▶ [Prompt]:
Go through the material and set down every line without alteration.
--- Source material Enclosed Below ---
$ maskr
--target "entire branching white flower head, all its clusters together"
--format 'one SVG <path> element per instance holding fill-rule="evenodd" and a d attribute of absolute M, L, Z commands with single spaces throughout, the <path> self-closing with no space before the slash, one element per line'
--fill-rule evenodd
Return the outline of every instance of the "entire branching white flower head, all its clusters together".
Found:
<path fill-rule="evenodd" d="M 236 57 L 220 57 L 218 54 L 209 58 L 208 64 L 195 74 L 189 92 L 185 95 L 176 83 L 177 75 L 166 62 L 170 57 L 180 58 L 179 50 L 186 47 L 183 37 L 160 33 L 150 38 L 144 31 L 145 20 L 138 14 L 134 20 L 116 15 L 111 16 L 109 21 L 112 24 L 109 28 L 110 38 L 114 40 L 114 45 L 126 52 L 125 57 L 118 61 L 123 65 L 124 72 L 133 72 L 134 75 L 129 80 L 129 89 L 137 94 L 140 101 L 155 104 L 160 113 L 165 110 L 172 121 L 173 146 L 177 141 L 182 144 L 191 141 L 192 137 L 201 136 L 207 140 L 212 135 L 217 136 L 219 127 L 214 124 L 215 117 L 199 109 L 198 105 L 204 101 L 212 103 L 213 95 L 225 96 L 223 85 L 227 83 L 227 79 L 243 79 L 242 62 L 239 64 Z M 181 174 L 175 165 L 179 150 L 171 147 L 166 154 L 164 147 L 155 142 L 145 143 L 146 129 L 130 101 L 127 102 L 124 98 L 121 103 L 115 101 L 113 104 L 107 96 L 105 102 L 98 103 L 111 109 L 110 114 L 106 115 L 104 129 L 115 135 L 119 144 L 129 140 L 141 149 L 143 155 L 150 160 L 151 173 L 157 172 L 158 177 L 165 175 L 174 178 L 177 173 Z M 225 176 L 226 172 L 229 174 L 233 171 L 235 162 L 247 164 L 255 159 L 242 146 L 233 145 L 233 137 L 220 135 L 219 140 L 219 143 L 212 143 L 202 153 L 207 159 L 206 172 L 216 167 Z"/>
--- End of Enclosed Source material ---
▶ [Problem solution]:
$ maskr
--target "entire branching white flower head, all its clusters together"
--format 'one SVG <path> element per instance holding fill-rule="evenodd" and a d attribute of absolute M, L, Z commands with single spaces throughout, the <path> self-closing with no space before the slash, one element per line'
--fill-rule evenodd
Return the outline of every instance of the "entire branching white flower head, all its clusters together".
Found:
<path fill-rule="evenodd" d="M 236 57 L 220 57 L 218 54 L 209 58 L 208 64 L 195 74 L 189 92 L 185 95 L 176 83 L 177 75 L 166 62 L 170 57 L 180 58 L 179 50 L 186 47 L 183 37 L 160 33 L 150 38 L 144 31 L 145 20 L 138 14 L 134 20 L 116 15 L 111 16 L 109 21 L 112 24 L 109 28 L 110 38 L 114 40 L 114 45 L 126 52 L 125 57 L 118 61 L 123 65 L 124 72 L 133 72 L 134 75 L 129 80 L 129 89 L 137 94 L 140 101 L 155 104 L 160 113 L 165 110 L 172 121 L 173 146 L 177 141 L 182 144 L 191 141 L 192 137 L 201 136 L 207 140 L 212 135 L 217 136 L 219 127 L 214 124 L 215 117 L 199 109 L 198 105 L 204 101 L 212 103 L 213 95 L 225 96 L 223 85 L 227 83 L 227 79 L 243 79 L 242 62 L 239 64 Z M 181 174 L 175 165 L 179 150 L 171 147 L 166 154 L 164 147 L 155 142 L 145 143 L 146 129 L 130 101 L 127 102 L 124 98 L 121 103 L 115 101 L 113 104 L 107 96 L 105 102 L 98 103 L 111 109 L 110 114 L 106 115 L 104 129 L 115 135 L 119 144 L 129 140 L 141 149 L 143 155 L 150 160 L 151 173 L 157 172 L 158 177 L 165 175 L 174 178 L 177 173 Z M 225 176 L 226 172 L 229 174 L 233 171 L 235 162 L 247 164 L 255 159 L 242 146 L 233 145 L 233 137 L 220 135 L 219 140 L 219 143 L 212 143 L 202 153 L 207 159 L 206 172 L 216 167 Z"/>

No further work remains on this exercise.